■ **Exercise goal**: Your reply should consist of the entries, copied exactly and stripped of images.

■ **Material for this task**:
==================================================

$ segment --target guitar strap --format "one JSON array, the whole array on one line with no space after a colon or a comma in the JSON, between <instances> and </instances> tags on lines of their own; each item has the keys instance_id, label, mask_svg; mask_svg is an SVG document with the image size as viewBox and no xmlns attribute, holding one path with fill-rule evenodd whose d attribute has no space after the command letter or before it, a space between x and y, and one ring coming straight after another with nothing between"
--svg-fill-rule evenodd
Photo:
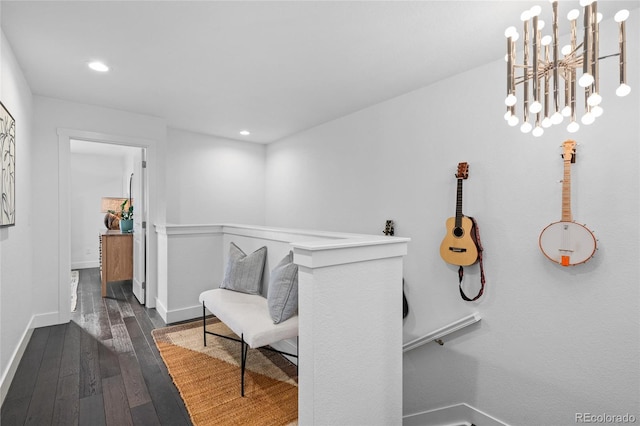
<instances>
[{"instance_id":1,"label":"guitar strap","mask_svg":"<svg viewBox=\"0 0 640 426\"><path fill-rule=\"evenodd\" d=\"M482 296L482 294L484 293L485 279L484 279L484 266L482 264L483 248L482 248L482 242L480 241L480 228L478 227L478 222L476 222L474 218L469 217L469 219L471 219L471 222L473 222L471 237L473 241L476 243L476 247L478 248L478 261L480 262L480 291L478 291L478 294L473 299L470 299L464 293L464 290L462 290L462 278L464 276L464 269L462 268L462 266L458 268L458 281L459 281L458 288L460 289L460 296L462 296L464 300L466 300L467 302L473 302L478 300L480 296Z\"/></svg>"}]
</instances>

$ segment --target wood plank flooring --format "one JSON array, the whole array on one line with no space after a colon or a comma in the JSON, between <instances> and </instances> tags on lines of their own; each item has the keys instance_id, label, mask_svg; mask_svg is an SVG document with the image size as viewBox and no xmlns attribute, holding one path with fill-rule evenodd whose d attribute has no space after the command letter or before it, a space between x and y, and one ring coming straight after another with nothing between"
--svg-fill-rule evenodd
<instances>
[{"instance_id":1,"label":"wood plank flooring","mask_svg":"<svg viewBox=\"0 0 640 426\"><path fill-rule=\"evenodd\" d=\"M131 281L80 270L71 322L35 329L2 404L0 424L191 425L151 337L164 327L141 306Z\"/></svg>"}]
</instances>

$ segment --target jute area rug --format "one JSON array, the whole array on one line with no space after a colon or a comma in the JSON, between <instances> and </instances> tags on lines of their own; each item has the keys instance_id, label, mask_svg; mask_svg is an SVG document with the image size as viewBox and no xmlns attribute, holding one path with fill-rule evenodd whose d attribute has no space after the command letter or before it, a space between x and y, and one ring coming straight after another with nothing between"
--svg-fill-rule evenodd
<instances>
[{"instance_id":1,"label":"jute area rug","mask_svg":"<svg viewBox=\"0 0 640 426\"><path fill-rule=\"evenodd\" d=\"M207 330L234 336L217 318ZM296 367L282 356L249 349L240 396L240 343L207 335L202 321L152 331L156 346L196 426L296 425Z\"/></svg>"}]
</instances>

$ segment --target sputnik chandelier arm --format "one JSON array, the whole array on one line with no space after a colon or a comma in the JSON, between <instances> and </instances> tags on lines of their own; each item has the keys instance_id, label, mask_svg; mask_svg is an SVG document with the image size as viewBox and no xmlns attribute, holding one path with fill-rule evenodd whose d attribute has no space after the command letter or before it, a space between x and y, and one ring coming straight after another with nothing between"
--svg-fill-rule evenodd
<instances>
[{"instance_id":1,"label":"sputnik chandelier arm","mask_svg":"<svg viewBox=\"0 0 640 426\"><path fill-rule=\"evenodd\" d=\"M578 38L580 11L573 9L567 14L571 41L562 49L558 45L558 1L550 0L550 2L553 8L551 35L542 35L545 22L539 19L540 6L534 6L520 16L523 22L521 64L516 63L516 41L520 39L520 34L515 27L509 27L505 31L507 112L504 118L510 126L517 126L520 123L516 104L521 100L520 130L523 133L531 132L536 137L542 136L545 128L561 124L565 117L569 120L567 131L571 133L578 131L580 128L576 119L578 96L584 97L582 124L589 125L602 115L599 75L601 59L619 57L620 86L616 94L626 96L631 91L627 85L626 76L625 21L629 17L629 11L621 10L614 17L619 27L618 53L601 57L599 56L599 26L602 14L598 13L598 2L580 0L580 5L583 7L584 28L581 40ZM578 70L580 70L579 78ZM516 92L518 86L522 88L519 94Z\"/></svg>"}]
</instances>

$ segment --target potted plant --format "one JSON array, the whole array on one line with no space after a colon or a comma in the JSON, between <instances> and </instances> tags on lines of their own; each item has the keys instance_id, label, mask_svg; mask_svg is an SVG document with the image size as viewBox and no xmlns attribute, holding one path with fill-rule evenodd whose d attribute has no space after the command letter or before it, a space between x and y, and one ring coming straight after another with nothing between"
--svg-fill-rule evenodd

==================================================

■ **Response area**:
$ segment --target guitar strap --format "one JSON array, the whole array on one line with no space after a colon or a comma in the JSON, between <instances> and </instances> tags on lines of their own; each item has the keys instance_id, label, mask_svg; mask_svg is an SVG document with the image size as viewBox and no xmlns attribute, holding one path with fill-rule evenodd whose d attribute has no space after the command letter or before it, a space between x and y, and one ring coming straight after another with nothing between"
--svg-fill-rule evenodd
Photo:
<instances>
[{"instance_id":1,"label":"guitar strap","mask_svg":"<svg viewBox=\"0 0 640 426\"><path fill-rule=\"evenodd\" d=\"M482 296L482 294L484 293L485 279L484 279L484 266L482 264L483 248L482 248L482 242L480 241L480 228L478 227L478 222L476 222L474 218L469 217L469 219L471 219L471 222L473 222L471 237L473 241L476 243L476 247L478 248L478 261L480 262L480 291L478 291L478 294L473 299L470 299L464 293L464 290L462 290L462 278L464 276L464 269L462 268L462 266L458 268L458 281L459 281L458 288L460 289L460 296L462 296L464 300L466 300L467 302L473 302L478 300L480 296Z\"/></svg>"}]
</instances>

$ segment --target wood plank flooring --format "one JSON array, the whole array on one line with no space after a colon or a comma in the JSON, between <instances> and </instances> tags on lines of their own; each item has the keys instance_id, label, mask_svg; mask_svg is an SVG document with the image size as viewBox and no xmlns attribute, holding one path with fill-rule evenodd whose d attribute has no space after the command letter or before it, a space between x and y, and one ring coming straight after another with nothing between"
--svg-fill-rule evenodd
<instances>
[{"instance_id":1,"label":"wood plank flooring","mask_svg":"<svg viewBox=\"0 0 640 426\"><path fill-rule=\"evenodd\" d=\"M131 281L80 270L71 322L35 329L2 404L0 424L191 425L151 337L164 327L141 306Z\"/></svg>"}]
</instances>

$ segment --target jute area rug --format "one JSON array, the whole array on one line with no space after a colon or a comma in the JSON, between <instances> and </instances> tags on lines of their own; each item has the keys instance_id, label, mask_svg; mask_svg is an SVG document with the image size as viewBox and no xmlns attribute, holding one path with fill-rule evenodd whose d attribute has no space after the command letter or before it, a space between x and y, and one ring coming straight after another with nothing between"
--svg-fill-rule evenodd
<instances>
[{"instance_id":1,"label":"jute area rug","mask_svg":"<svg viewBox=\"0 0 640 426\"><path fill-rule=\"evenodd\" d=\"M207 330L234 336L217 318ZM296 367L282 356L249 349L240 396L240 343L207 335L202 321L152 331L156 346L196 426L296 425Z\"/></svg>"}]
</instances>

$ segment --target sputnik chandelier arm --format "one JSON array, the whole array on one line with no space after a colon or a comma in the JSON, between <instances> and </instances> tags on lines of their own; each item has the keys instance_id, label, mask_svg; mask_svg is an SVG document with the image size as viewBox and no xmlns attribute, holding one path with fill-rule evenodd whose d attribute has no space after the command letter or before it, a space between x and y, and one ring coming straight after another with nothing between"
--svg-fill-rule evenodd
<instances>
[{"instance_id":1,"label":"sputnik chandelier arm","mask_svg":"<svg viewBox=\"0 0 640 426\"><path fill-rule=\"evenodd\" d=\"M578 38L580 11L573 9L567 14L571 41L562 49L558 45L558 1L550 0L550 2L553 8L551 35L542 35L545 22L539 19L540 6L534 6L520 16L523 22L521 64L516 63L516 41L520 39L520 34L515 27L509 27L505 31L507 112L504 118L510 126L517 126L520 123L516 104L521 100L520 130L523 133L531 132L536 137L542 136L545 128L561 124L565 117L569 120L567 131L571 133L578 131L580 128L576 119L578 96L584 97L582 124L589 125L602 115L599 75L601 59L619 57L620 86L616 94L626 96L631 91L627 85L626 76L625 21L629 17L629 11L621 10L614 17L619 27L618 53L601 57L599 56L599 26L602 14L598 13L598 2L580 0L580 5L583 7L584 28L581 40ZM578 70L580 70L579 78ZM516 92L518 86L522 88L519 94Z\"/></svg>"}]
</instances>

$ segment --target potted plant --format "one JSON array, the whole array on one line with no space after a colon or a comma in the JSON, between <instances> and </instances> tags on lines of their own; each item has the keys instance_id, label, mask_svg; mask_svg is an SVG document with the image size as viewBox and no xmlns attribute, holding one path with fill-rule evenodd whose d attribute has no space after the command letter or before it, a space between x and y, and one ring coming straight after another with nothing between"
--svg-fill-rule evenodd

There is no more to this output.